- _EXERCISE INSTRUCTIONS_
Copy the article on W. Kamau Bell's Arts & Lectures appearances from "So says W. Kamau" up to and including "associated programming initiative.", and switch "humor" to "comedy" in it.

SOURCE EXTRACT: Begin

Laughter as Lens

Sociopolitical comedian W. Kamau Bell joins Belinda Robnett, vice chancellor for diversity, equity and inclusion, for Arts & Lectures events centered on racial justice

“I tell jokes, but I’m not kidding.”

So says W. Kamau Bell, the sociopolitical comedian and host of CNN’s “United Shades of America,” also author of “The Awkward Thoughts of W. Kamau Bell,” who uses humor to examine — and engage diverse audiences in discussion of — complex issues such as racism and race relations.

He’ll do a bit of both in a pair of virtual appearances for UC Santa Barbara as part of UCSB Arts & Lectures’ ongoing series “Race to Justice” and an associated programming initiative.

The public event “Ending Racism in About an Hour,” on Thursday, February 11, at 5 p.m., will feature Bell in conversation with Belinda Robnett, the university’s vice chancellor for diversity, equity and inclusion. Immediately following, at 6:15 p.m., Robnett will moderate a roundtable discussion between Bell and UC Santa Barbara students.

“The messages regarding racism that are offered by W. Kamau Bell may be underestimated,” said Robnett. “He may use humor, but he is also imparting knowledge and an understanding of the historical roots of inequality in the U.S. I am particularly inspired by his willingness to engage individuals who hold racist and bigoted beliefs. We are incredibly polarized today, and while it can be frustrating and angering to dialogue with those with whom you vehemently disagree, he does not shy away from doing so. In that regard, Bell stands apart from many public figures, activists and scholars.”

SOURCE EXTRACT: End
INFORMATION: Begin

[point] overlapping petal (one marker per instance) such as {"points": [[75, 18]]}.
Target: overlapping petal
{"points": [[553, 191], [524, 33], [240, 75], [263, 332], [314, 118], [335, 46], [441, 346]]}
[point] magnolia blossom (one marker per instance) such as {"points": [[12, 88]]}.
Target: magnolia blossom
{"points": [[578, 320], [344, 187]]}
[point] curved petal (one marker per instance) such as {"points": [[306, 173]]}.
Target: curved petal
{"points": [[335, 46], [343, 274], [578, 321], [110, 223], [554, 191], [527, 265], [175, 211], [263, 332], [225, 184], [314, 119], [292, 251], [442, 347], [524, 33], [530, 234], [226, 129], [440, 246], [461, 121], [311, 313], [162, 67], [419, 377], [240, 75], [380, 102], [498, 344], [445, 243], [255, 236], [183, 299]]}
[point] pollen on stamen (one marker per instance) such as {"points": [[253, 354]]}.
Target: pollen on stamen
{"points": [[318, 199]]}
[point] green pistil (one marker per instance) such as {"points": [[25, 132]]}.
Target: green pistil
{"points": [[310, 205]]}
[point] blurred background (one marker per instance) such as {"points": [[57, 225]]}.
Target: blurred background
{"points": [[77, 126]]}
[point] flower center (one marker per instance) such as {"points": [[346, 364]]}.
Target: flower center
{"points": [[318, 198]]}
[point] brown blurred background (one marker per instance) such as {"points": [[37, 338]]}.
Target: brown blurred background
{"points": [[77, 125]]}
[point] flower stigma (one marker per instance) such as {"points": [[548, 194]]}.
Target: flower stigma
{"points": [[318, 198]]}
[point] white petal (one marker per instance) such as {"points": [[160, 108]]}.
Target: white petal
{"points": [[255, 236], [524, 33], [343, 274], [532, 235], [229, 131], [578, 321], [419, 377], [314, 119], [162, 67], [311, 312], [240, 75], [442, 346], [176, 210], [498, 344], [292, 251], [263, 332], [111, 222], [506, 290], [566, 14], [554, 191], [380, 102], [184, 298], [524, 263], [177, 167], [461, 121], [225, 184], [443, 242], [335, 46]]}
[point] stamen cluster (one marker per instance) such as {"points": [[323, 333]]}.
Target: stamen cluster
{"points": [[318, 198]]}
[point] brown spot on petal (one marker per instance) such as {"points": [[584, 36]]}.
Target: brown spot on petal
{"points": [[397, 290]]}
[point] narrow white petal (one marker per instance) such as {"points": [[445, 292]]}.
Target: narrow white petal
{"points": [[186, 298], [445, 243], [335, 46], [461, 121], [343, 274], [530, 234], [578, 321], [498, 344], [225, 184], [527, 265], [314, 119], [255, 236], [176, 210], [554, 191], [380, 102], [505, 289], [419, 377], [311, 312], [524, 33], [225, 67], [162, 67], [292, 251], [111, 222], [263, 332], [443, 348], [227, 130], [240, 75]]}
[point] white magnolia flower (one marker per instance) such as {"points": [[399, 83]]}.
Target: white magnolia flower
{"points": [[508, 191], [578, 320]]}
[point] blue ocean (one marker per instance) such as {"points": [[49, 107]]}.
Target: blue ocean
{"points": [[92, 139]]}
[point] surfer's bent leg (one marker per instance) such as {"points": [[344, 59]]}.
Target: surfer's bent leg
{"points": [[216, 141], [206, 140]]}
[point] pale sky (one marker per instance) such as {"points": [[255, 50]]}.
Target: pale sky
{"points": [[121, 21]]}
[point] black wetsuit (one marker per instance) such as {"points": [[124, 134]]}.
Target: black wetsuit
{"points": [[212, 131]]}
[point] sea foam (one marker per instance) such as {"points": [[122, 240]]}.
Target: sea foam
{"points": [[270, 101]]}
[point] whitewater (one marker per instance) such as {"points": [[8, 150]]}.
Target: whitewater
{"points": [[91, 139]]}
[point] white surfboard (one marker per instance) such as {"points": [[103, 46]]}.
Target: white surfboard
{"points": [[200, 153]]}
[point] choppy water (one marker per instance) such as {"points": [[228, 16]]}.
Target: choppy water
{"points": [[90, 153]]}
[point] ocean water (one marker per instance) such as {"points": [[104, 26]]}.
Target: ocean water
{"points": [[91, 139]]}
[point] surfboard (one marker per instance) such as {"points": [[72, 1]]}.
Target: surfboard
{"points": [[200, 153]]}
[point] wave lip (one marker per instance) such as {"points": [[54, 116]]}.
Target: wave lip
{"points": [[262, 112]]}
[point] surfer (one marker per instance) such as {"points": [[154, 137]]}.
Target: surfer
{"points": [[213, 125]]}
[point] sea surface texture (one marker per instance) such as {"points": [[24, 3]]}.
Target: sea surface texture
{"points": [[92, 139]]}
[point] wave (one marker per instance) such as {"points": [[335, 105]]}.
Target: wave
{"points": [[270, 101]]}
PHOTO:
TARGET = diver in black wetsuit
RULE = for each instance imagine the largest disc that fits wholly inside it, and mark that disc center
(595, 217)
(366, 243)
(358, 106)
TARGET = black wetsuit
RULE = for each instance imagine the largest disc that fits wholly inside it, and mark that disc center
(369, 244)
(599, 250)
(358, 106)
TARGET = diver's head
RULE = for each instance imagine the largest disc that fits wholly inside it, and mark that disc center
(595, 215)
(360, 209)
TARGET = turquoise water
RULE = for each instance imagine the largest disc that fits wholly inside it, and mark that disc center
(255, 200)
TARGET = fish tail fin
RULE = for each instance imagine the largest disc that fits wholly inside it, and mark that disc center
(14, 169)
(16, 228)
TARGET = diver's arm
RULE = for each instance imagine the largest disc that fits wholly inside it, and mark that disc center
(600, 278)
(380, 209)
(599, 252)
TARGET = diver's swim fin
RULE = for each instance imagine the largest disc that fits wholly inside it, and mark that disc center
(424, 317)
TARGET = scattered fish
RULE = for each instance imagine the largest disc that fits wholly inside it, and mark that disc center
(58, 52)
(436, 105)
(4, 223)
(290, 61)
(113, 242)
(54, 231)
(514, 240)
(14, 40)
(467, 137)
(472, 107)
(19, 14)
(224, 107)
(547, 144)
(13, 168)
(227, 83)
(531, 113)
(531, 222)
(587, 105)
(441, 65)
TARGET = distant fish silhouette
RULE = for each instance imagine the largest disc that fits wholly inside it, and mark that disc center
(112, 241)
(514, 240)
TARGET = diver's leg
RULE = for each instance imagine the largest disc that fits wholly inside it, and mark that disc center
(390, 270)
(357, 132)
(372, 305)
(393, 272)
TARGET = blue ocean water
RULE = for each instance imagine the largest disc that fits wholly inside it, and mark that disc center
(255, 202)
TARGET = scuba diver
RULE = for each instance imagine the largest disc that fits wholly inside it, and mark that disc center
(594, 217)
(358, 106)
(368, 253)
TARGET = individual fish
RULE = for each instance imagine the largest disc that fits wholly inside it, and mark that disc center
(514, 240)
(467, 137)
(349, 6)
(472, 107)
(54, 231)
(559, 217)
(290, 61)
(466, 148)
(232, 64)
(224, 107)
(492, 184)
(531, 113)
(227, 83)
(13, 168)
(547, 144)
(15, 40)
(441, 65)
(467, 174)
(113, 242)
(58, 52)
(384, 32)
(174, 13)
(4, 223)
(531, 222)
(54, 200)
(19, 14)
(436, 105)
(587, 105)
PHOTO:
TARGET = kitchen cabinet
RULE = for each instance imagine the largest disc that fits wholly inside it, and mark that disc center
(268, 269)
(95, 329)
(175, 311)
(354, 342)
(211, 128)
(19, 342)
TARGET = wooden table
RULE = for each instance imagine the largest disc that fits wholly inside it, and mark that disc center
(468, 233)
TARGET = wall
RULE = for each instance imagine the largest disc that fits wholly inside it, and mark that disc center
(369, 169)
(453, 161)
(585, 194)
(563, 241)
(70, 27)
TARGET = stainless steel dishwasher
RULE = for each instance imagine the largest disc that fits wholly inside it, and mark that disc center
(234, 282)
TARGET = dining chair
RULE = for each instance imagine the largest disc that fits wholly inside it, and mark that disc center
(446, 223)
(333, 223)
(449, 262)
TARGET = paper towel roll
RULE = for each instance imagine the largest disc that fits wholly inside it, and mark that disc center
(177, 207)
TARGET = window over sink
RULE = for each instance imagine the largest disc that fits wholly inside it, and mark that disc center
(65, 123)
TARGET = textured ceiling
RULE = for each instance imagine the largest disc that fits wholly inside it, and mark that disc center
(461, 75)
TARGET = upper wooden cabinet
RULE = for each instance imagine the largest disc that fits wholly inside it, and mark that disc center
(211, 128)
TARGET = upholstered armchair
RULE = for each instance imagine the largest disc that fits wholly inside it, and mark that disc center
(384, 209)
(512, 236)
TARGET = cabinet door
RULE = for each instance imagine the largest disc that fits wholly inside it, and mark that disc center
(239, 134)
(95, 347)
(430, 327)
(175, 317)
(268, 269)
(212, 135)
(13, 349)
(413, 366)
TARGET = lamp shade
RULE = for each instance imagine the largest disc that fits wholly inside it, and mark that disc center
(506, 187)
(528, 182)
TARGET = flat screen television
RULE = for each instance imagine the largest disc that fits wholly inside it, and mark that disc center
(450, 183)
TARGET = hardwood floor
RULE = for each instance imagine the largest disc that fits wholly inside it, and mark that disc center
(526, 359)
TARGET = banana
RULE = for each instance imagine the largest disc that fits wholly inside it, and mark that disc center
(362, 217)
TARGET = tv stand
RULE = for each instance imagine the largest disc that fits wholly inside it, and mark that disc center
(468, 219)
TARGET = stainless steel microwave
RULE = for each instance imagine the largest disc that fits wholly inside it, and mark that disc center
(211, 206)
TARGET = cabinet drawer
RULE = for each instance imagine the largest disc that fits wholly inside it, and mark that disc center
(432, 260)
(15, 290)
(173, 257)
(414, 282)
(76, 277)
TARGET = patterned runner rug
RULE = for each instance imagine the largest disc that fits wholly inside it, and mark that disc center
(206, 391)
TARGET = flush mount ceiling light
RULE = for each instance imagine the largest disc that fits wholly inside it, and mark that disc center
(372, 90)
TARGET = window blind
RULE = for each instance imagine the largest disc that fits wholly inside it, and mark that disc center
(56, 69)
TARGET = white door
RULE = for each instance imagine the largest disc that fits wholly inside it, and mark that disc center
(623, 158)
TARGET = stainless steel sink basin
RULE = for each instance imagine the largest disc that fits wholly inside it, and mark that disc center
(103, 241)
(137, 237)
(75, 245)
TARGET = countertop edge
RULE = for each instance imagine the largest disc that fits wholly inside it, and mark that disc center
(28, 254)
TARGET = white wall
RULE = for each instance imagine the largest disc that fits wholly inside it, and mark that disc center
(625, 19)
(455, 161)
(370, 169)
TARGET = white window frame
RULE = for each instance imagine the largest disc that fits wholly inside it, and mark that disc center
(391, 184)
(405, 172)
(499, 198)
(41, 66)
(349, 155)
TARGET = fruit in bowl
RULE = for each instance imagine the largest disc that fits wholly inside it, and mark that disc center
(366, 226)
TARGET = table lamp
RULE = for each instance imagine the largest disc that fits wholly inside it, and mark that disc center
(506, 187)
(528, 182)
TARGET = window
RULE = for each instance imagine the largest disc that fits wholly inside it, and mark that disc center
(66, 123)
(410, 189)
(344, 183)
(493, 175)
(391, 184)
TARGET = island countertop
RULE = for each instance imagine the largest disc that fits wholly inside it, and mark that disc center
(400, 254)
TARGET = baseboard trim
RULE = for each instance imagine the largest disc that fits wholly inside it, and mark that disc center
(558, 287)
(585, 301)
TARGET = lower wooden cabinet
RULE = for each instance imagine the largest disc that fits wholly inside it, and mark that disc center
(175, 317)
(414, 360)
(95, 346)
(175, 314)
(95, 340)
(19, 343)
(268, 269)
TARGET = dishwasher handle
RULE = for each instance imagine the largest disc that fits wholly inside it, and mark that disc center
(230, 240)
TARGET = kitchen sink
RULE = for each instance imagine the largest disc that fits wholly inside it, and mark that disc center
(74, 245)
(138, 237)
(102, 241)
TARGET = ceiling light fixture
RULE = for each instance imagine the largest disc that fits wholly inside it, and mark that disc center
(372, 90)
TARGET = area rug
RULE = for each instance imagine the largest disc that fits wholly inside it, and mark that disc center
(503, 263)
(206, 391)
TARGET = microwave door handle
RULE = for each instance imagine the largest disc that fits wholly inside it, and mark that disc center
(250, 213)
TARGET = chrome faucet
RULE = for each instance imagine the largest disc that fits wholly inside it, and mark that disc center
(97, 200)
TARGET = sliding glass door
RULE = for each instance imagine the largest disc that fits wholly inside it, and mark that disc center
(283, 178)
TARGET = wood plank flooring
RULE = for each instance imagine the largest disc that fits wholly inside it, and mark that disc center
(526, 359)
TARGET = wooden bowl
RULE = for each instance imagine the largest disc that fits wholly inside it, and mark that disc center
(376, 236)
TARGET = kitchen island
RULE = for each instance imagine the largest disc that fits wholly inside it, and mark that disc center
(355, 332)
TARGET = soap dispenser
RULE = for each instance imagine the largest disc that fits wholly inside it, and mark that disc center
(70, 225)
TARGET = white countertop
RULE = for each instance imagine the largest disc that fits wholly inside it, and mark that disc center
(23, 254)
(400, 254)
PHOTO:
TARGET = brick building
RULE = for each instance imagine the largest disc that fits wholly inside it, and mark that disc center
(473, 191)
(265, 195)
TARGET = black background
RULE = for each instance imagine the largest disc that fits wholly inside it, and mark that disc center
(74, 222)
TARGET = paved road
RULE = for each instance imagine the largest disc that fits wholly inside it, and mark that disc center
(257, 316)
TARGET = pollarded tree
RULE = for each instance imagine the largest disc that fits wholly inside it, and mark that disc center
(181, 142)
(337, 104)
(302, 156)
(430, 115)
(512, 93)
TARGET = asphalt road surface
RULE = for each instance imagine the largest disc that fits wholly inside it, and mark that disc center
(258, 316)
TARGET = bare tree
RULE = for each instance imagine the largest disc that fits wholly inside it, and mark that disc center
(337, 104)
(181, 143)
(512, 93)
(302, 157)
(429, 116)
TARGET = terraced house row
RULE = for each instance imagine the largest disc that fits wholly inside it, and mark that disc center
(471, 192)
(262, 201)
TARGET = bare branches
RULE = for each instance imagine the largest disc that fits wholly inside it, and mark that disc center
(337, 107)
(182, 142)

INFORMATION: End

- _EXERCISE RESULT_
So says W. Kamau Bell, the sociopolitical comedian and host of CNN’s “United Shades of America,” also author of “The Awkward Thoughts of W. Kamau Bell,” who uses comedy to examine — and engage diverse audiences in discussion of — complex issues such as racism and race relations.

He’ll do a bit of both in a pair of virtual appearances for UC Santa Barbara as part of UCSB Arts & Lectures’ ongoing series “Race to Justice” and an associated programming initiative.